**** TEXT ZUR ANALYSE

Die Festtage wurden verschoben
Die Ukraine feiert in diesem Jahr auch zum ersten Mal offiziell am 25. Dezember Weihnachten. Das orthodoxe Weihnachten fällt nach dem julianischen Kalender eigentlich auf den 7. Januar.
Die Ukraine kappt mit der Verschiebung von Weihnachten eine weitere kulturelle Verbindung zu Russland. Sie orientiert sich einmal mehr an Europa. Bereits in den vergangenen Jahren wich der in der Sowjetzeit beliebte Väterchen Frost in der Ukraine dem Weihnachtsmann.
Die Weihnachtszeit ist lang
Die Weihnachtszeit begann auch schon in den vergangenen Jahren für viele Ukrainer zumindest gefühlt lange vor dem 7. Januar. Die orthodoxe Kirche und die in der Westukraine dominante griechisch-katholische Kirche folgten zwar dem russischen julianischen Kalender. Der Kommerz richtete sich aber nicht nach dem Kirchenjahr. Weihnachtsmärkte und Lichterschmuck fanden sich auf Straßen und Plätzen in Kiew zeitlich parallel zu den Sonderangeboten in den Geschäften von Ende Dezember bis weit in den Januar hinein.
Nun vollziehen die Kirchen aber offiziell den Bruch mit der russischen Tradition. Die 2018 aus zwei nationalen Kirchen entstandene Orthodoxe Kirche der Ukraine folgte im Kriegsjahr der griechisch-katholischen Kirche und ermöglichte die Verschiebung des Weihnachtsfestes auf den 25. Dezember.
Nicht alle tragen die Verschiebung mit
Ein kleinerer Teil der Orthodoxie in der Ukraine tut sich dagegen schwer mit der Neuerung. Die Traditionalisten sammelten sich in der Ukrainisch-Orthodoxe Kirche und blieben dem Moskauer Patriarchat auch nach der Kirchenspaltung 2018 treu. Sie vollzogen den Bruch mit Moskau erst nach dem russischen Angriff auf die Ukraine. Die kleinere der beiden orthodoxen Kirchen gilt immer noch als russlandnah und steht wegen ihrer Verbindungen zum Moskauer Patriarchat unter dem Druck der Behörden und der Öffentlichkeit.

********
**** BEREITGESTELLTE DATEN

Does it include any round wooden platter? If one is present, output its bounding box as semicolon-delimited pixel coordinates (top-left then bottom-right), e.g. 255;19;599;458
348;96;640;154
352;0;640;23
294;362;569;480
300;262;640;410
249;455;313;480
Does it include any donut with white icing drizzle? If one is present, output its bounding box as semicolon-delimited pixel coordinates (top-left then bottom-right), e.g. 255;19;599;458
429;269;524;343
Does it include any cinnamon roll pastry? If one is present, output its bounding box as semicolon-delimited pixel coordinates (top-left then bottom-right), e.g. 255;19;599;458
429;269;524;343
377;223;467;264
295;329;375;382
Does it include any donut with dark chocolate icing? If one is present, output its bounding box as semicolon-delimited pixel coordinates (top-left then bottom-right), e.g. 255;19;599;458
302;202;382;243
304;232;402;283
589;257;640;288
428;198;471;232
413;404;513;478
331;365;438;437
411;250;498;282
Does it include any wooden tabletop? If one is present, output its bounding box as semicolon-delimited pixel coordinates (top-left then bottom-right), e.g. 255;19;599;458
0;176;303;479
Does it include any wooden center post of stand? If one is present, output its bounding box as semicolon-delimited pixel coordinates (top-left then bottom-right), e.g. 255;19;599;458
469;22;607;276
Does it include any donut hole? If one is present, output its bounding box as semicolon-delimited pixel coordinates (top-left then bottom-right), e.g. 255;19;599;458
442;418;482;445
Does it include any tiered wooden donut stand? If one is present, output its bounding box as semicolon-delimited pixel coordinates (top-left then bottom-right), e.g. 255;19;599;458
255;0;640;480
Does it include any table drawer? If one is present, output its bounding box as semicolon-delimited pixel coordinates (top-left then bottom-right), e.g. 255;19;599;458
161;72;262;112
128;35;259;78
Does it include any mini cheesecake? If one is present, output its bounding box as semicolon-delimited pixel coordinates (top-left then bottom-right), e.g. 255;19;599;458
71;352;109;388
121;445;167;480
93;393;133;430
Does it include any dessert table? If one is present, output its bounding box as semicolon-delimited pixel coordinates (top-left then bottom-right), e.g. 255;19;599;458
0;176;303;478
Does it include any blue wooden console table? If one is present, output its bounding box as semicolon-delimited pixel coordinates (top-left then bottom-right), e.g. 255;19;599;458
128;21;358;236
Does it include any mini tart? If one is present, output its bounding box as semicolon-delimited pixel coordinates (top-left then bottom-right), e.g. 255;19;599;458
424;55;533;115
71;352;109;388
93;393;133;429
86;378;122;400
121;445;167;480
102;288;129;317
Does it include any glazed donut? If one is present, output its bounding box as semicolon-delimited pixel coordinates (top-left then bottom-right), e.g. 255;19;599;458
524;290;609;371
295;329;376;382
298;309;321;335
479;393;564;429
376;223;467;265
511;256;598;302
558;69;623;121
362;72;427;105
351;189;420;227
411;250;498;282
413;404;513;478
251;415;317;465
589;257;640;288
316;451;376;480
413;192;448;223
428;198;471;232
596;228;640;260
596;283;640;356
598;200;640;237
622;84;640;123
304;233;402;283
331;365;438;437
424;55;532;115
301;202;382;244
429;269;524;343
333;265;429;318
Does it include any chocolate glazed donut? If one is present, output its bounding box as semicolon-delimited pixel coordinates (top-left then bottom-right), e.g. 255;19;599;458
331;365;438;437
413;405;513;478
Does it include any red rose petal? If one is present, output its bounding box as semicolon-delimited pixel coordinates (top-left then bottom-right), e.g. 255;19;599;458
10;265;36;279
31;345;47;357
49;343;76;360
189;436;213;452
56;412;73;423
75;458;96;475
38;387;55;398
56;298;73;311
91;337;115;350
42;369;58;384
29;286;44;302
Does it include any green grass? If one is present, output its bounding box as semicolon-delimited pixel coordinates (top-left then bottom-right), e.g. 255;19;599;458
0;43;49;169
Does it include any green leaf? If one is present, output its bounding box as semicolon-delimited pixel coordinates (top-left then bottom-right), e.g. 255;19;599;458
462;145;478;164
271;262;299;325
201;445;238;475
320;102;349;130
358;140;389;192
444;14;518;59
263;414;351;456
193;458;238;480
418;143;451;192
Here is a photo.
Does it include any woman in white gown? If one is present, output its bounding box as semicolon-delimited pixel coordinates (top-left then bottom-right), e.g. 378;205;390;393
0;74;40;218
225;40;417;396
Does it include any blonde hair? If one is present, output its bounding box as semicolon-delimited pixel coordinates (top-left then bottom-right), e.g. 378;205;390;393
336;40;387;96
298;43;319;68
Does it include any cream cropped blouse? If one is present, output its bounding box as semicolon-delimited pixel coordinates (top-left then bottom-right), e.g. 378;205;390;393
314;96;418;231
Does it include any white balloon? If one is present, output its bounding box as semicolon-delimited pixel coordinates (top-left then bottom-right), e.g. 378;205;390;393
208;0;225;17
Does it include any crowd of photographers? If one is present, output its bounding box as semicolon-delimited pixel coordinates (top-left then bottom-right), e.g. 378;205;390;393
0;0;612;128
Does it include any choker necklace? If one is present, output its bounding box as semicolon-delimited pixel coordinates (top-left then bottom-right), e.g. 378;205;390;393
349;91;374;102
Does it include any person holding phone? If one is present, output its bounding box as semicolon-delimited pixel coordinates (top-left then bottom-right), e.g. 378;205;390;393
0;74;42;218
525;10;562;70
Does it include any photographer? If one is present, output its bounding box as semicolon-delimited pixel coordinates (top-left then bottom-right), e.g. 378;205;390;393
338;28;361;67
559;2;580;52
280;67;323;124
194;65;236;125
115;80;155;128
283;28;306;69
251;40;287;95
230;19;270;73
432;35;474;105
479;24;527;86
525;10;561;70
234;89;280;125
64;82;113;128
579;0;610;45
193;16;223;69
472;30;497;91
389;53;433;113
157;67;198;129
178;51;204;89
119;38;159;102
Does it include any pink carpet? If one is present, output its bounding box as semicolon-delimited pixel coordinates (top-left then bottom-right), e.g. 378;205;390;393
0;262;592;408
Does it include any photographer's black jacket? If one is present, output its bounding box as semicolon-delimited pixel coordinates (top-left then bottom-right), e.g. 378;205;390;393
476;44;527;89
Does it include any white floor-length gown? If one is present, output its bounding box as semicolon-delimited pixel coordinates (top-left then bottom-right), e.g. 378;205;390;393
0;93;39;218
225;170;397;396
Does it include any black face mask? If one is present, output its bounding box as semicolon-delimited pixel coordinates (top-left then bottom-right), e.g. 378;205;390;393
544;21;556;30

********

* AUFGABEN:
**1)** Fassen Sie den Text über die Verschiebung von Weihnachten in der Ukraine in zwei Sätzen zusammen.
**2)** Greifen Sie den Text über die Verschiebung von Weihnachten in der Ukraine auf und führen Sie ihn im Anschluss an seinen letzten Satz fort.

* LÖSUNGEN:
**1)** Die Ukraine feiert Weihnachten in diesem Jahr erstmals offiziell am 25. Dezember statt am 7. Januar nach dem julianischen Kalender und kappt damit eine weitere kulturelle Verbindung zu Russland. Die 2018 entstandene Orthodoxe Kirche der Ukraine folgte dabei der griechisch-katholischen Kirche, während sich die kleinere, als russlandnah geltende Ukrainisch-Orthodoxe Kirche mit der Neuerung schwertut.

**2)**
Ein Priester der Ukrainisch-Orthodoxen Kirche geißelte jüngst die Verschiebung des Weihnachtsfestes in einer Predigt als „Satanswerk“. Uliana Ustinowa zuckt mit den Schultern. „Ich bin ohnehin nicht besonders religiös. Für mich ist die Verschiebung kein Problem“, sagt sie. Im Gegenteil, sie unterstütze jede Distanzierung von der Russisch-Orthodoxen Kirche. Patriarch Kyrill I. gilt als einer der eifrigsten Unterstützer des russischen Angriffskrieges gegen das Nachbarland.
Charkiw feiert in den Metrostationen
Dmytro Lobanow arbeitet in der ostukrainischen Millionenstadt Charkiw für eine Nichtregierungsorganisation. Die Verwaltung hat die Weihnachtsfestlichkeiten aus Sicherheitsgründen in seiner Stadt in diesem Kriegsjahr unter die Erde verlegt. Charkiw liegt nur rund 40 Kilometer von der russischen Grenze entfernt. Die Russen belagerten die Stadt bis zum Frühjahr. Seitdem schlagen fast täglich Raketen ein. Ganze Stadtteile liegen in Trümmern.
Der Weihnachtsbaum der Stadt blinkt und glitzert nun an der Metrostation Universität im Zentrum der Stadt statt oberirdisch auf dem Marktplatz von Charkiw. Andere U-Bahnhöfe der Stadt sind mit leuchtenden Rentieren und Christbaumkugeln geschmückt.
Der Weihnachtsmann kommt in die U-Bahnhöfe
Lubanows Organisation plant in Zusammenarbeit mit Unicef über die Festtage Veranstaltungen für Kinder. Der Weihnachtsmann soll dann in die Metrostationen hinabsteigen und den Kindern der Stadt Süßigkeiten vorbeibringen.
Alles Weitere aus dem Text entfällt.